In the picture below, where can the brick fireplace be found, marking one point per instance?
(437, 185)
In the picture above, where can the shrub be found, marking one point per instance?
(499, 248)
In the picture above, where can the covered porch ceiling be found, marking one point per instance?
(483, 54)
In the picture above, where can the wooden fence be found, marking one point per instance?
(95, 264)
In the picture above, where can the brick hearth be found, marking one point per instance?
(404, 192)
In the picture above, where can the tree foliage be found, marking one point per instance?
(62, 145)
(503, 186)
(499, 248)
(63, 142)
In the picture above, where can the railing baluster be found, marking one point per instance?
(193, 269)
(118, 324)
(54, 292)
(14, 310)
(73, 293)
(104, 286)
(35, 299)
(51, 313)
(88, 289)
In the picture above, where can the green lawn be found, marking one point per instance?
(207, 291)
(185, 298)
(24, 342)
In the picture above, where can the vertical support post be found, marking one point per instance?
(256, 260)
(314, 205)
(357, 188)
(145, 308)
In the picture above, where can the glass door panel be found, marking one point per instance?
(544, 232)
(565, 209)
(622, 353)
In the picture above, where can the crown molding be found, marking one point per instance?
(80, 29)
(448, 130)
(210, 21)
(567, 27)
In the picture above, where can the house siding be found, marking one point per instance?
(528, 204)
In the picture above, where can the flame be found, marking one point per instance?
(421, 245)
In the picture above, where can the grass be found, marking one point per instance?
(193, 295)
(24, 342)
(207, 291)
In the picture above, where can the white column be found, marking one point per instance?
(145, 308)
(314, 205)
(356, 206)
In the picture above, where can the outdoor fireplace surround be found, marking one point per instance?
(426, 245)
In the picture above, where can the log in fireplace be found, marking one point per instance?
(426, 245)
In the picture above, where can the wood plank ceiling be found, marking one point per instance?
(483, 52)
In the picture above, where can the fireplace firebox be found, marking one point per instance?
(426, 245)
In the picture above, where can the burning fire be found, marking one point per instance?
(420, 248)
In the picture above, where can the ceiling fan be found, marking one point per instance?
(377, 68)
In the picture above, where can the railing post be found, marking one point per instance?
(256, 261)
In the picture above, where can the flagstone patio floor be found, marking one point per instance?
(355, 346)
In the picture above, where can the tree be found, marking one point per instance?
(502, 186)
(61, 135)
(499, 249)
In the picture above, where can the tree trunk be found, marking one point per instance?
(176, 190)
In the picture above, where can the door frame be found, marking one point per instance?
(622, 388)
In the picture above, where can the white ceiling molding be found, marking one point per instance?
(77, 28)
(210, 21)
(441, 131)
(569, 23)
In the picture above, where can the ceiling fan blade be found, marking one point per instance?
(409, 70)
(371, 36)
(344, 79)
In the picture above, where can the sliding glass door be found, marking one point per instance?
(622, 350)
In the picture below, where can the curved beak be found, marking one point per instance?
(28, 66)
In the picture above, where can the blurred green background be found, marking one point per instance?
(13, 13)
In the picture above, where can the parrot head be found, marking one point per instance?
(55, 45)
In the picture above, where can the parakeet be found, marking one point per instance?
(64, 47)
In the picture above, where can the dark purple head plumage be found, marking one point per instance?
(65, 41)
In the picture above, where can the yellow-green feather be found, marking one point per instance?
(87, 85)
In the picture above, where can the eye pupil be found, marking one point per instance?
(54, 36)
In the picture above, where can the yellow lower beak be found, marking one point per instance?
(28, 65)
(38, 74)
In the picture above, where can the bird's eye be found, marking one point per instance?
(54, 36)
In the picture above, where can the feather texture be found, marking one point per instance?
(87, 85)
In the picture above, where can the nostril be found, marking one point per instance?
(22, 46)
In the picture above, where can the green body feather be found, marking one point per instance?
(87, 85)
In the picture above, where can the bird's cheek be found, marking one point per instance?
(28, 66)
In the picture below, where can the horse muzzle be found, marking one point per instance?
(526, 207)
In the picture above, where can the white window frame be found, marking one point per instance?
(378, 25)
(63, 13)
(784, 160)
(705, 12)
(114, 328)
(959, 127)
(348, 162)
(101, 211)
--------------------
◆ TASK ITEM: Exact repetition of every record is required.

◆ EXPECTED OUTPUT:
In the picture below, where can the brick fireplace be found, marking one point per instance?
(437, 185)
In the picture above, where can the shrub be found, marking one point per instance?
(499, 248)
In the picture above, where can the covered porch ceiling be found, marking one point per instance?
(483, 54)
In the picture above, where can the wooden fence be found, marking one point per instance?
(95, 264)
In the picture above, where can the brick hearth be found, marking one point per instance?
(404, 192)
In the picture above, where can the tree foliage be found, marking one point per instance?
(62, 145)
(503, 186)
(499, 248)
(63, 142)
In the picture above, where can the railing baluster be found, marking one point per instance?
(193, 269)
(118, 324)
(54, 292)
(14, 310)
(73, 293)
(104, 286)
(35, 299)
(51, 313)
(88, 289)
In the picture above, where can the green lawn be found, marking one point per instance?
(207, 291)
(185, 298)
(24, 342)
In the picture above, where can the vertical support post be found, marking one point per instance?
(256, 260)
(314, 205)
(357, 188)
(145, 308)
In the picture above, where can the glass door panel be found, marking one point per instance?
(544, 232)
(565, 209)
(622, 353)
In the picture above, where can the crown molding be found, marking one point per instance?
(80, 29)
(448, 130)
(210, 21)
(567, 27)
In the picture above, where can the house siding be found, marking one point per instance?
(528, 204)
In the picture above, where can the flame be found, marking one point per instance?
(421, 245)
In the picture above, where can the grass be found, marking one point per instance?
(193, 295)
(24, 342)
(207, 291)
In the picture above, where can the white column be found, marking one point per instance?
(145, 308)
(314, 205)
(356, 206)
In the picture above, where can the outdoor fireplace surround be found, marking one point per instance?
(426, 245)
In the picture above, where can the log in fireplace be found, marking one point per instance?
(426, 245)
In the picture above, where can the wood plank ceiling be found, marking one point per instance?
(483, 52)
In the picture above, where can the fireplace firebox be found, marking one point per instance?
(426, 245)
In the picture above, where can the burning fire be found, marking one point per instance?
(420, 248)
In the picture above, where can the ceiling fan be found, marking one point per instance?
(377, 68)
In the picture above, where can the railing post be found, marking one point per instance?
(256, 261)
In the picture above, where can the flagstone patio floor be found, marking one point per instance?
(355, 346)
In the picture above, where can the tree be found, marking one point per instance?
(502, 186)
(61, 135)
(499, 249)
In the picture above, where can the tree trunk be found, marking one point per instance?
(176, 190)
In the picture above, where can the door frame be found, marking one point per instance?
(622, 388)
In the picture above, where can the white ceiling molding be found, marking one point per instance?
(77, 28)
(210, 21)
(441, 131)
(569, 23)
In the picture above, where can the ceiling fan blade be found, marking one point per instance?
(409, 70)
(371, 36)
(344, 79)
In the picture above, where can the sliding glass door be found, marking one point per instance?
(622, 350)
In the picture below, where can the curved beak be found, marking one point per instance?
(28, 66)
In the picture above, where can the blurred green background be found, marking one point per instance?
(13, 13)
In the picture above, where can the parrot head be found, marking one point per instance?
(55, 45)
In the picture above, where can the parakeet be found, marking one point per instance?
(64, 47)
In the picture above, where can the dark purple head plumage be found, marking one point per instance?
(65, 41)
In the picture above, where can the yellow-green feather be found, marking one point per instance?
(87, 85)
In the picture above, where can the eye pupil be found, marking one point per instance?
(54, 36)
In the picture above, where can the yellow lower beak be found, marking one point per instance?
(28, 65)
(38, 74)
In the picture above, where can the bird's eye be found, marking one point per instance?
(54, 36)
In the picture above, where can the feather texture be found, marking one point per instance?
(87, 85)
In the picture above, where can the nostril be found, marking one point per instance?
(22, 46)
In the picture above, where can the green body feather be found, marking one point per instance?
(87, 85)
In the picture above, where can the bird's cheek be found, marking one point per instance?
(28, 66)
In the picture below, where can the horse muzzle be found, marking one point per instance?
(526, 207)
In the picture above, where can the white window frame be found, marking one point per instance?
(378, 25)
(63, 13)
(784, 160)
(705, 12)
(114, 328)
(959, 127)
(348, 162)
(101, 211)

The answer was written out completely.